⟨

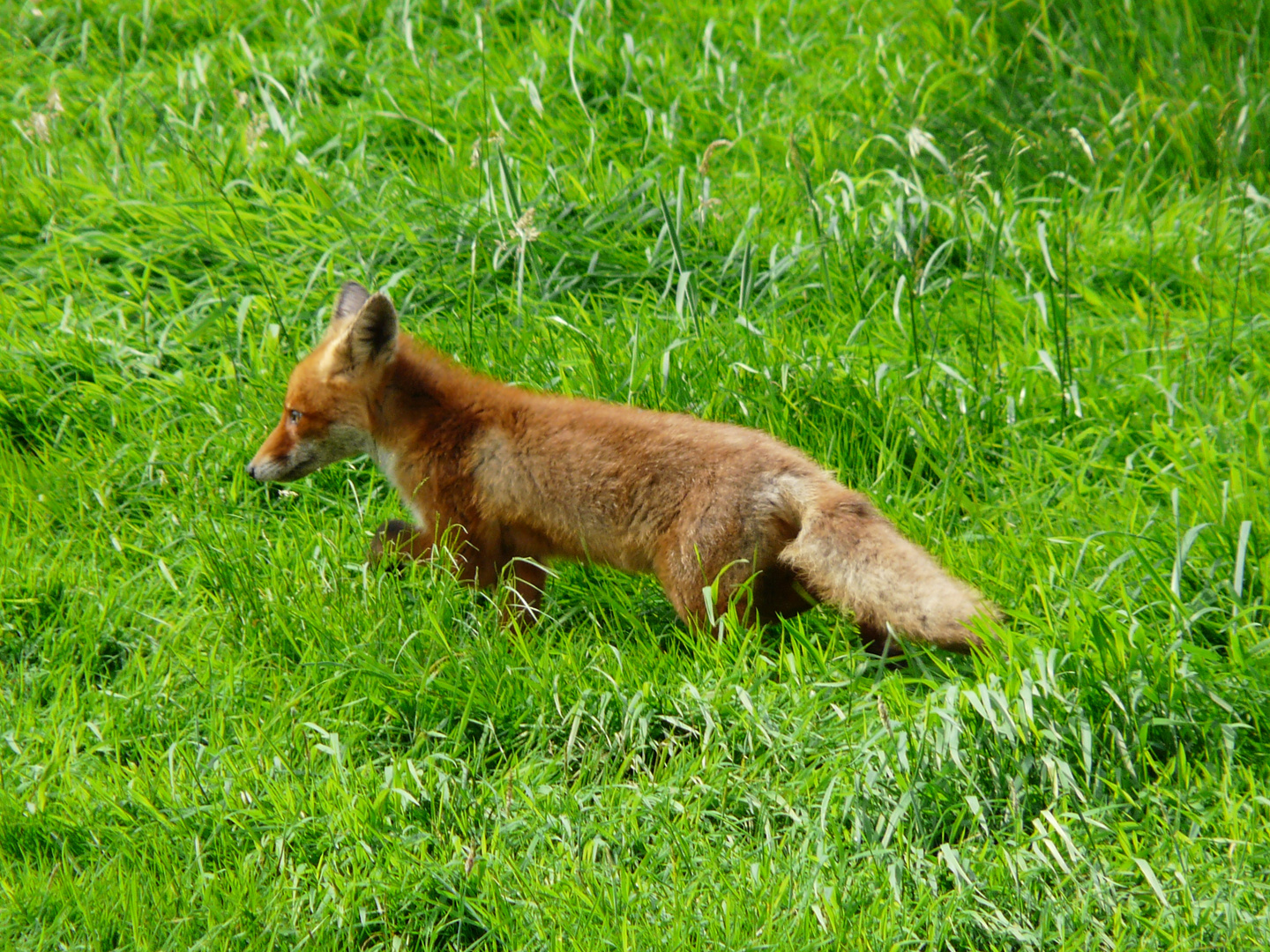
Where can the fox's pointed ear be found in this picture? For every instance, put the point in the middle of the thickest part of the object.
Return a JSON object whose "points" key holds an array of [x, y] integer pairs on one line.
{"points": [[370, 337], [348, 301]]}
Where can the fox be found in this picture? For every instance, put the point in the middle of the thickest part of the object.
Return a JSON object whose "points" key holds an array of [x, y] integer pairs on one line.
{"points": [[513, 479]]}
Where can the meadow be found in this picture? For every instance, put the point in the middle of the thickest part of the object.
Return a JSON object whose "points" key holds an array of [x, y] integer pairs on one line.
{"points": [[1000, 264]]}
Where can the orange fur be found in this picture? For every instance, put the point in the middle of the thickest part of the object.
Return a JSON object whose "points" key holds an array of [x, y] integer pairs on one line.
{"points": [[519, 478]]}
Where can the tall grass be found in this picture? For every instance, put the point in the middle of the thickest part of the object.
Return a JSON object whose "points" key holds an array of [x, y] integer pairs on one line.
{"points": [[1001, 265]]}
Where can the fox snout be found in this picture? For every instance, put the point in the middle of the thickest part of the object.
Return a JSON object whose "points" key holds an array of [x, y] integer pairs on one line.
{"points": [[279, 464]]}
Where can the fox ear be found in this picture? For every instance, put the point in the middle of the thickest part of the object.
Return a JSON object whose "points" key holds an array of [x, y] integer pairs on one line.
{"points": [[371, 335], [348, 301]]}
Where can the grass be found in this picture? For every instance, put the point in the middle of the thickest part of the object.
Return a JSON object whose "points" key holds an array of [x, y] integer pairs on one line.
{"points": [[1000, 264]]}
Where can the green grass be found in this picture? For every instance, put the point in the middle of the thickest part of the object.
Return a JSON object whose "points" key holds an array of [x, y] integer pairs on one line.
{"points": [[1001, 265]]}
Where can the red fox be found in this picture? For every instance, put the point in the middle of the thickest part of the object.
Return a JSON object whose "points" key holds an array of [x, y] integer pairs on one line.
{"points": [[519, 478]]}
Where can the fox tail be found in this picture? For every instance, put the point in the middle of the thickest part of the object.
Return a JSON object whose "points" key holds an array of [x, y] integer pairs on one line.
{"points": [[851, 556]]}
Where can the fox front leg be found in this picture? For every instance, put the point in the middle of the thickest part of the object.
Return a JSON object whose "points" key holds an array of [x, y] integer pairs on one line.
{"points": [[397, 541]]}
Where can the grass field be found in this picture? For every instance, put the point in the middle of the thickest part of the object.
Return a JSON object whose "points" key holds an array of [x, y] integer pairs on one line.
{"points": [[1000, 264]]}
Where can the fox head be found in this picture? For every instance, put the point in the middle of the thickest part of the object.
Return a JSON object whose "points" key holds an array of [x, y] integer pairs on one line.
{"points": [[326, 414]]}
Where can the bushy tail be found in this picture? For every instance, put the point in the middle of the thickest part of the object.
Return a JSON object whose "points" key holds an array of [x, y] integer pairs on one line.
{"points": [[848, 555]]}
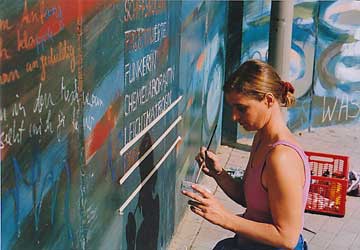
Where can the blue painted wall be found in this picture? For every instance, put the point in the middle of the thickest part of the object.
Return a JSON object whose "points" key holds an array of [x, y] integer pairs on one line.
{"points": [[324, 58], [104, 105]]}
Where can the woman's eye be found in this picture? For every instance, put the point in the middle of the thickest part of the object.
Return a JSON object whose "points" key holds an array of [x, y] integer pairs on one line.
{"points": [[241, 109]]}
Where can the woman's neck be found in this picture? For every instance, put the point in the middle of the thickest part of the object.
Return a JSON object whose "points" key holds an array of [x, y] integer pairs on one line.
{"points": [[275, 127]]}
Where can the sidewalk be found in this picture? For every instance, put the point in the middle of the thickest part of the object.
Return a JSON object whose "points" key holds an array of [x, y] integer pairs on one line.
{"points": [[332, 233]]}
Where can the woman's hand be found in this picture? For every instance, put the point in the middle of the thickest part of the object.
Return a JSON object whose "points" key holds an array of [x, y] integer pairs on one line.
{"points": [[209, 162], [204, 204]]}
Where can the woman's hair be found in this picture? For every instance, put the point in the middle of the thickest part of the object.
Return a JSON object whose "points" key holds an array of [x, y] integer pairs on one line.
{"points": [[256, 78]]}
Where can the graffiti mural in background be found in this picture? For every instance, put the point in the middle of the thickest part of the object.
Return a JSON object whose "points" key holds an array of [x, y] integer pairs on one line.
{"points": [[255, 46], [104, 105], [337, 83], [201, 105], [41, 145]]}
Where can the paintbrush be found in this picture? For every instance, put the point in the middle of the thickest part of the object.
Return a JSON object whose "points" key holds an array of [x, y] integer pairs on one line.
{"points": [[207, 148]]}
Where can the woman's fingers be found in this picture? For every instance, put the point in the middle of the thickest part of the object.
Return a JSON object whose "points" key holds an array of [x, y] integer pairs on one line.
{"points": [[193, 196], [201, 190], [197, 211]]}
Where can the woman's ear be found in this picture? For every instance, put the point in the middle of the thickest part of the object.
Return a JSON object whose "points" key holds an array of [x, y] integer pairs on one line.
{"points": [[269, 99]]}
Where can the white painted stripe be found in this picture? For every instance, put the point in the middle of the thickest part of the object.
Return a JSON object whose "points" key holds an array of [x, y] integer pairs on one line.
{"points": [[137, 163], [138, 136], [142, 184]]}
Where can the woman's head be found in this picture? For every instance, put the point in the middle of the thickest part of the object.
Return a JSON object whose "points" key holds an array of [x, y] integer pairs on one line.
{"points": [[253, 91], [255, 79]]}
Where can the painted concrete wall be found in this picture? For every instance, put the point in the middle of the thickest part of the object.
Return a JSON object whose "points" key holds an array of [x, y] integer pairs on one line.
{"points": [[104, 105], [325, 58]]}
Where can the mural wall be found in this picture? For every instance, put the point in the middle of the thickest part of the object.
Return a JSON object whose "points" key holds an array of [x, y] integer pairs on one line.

⟩

### Assignment
Where does the string "mural" appear in the records above? Show every line that holds it.

### Written reply
Where can the graffiti mural in background be found in this picture? For every instance, put the point in the middle of the thickest part of the object.
Where can the mural wall be found in this picture? For every instance, put the point in the middle of the thickest part of the object.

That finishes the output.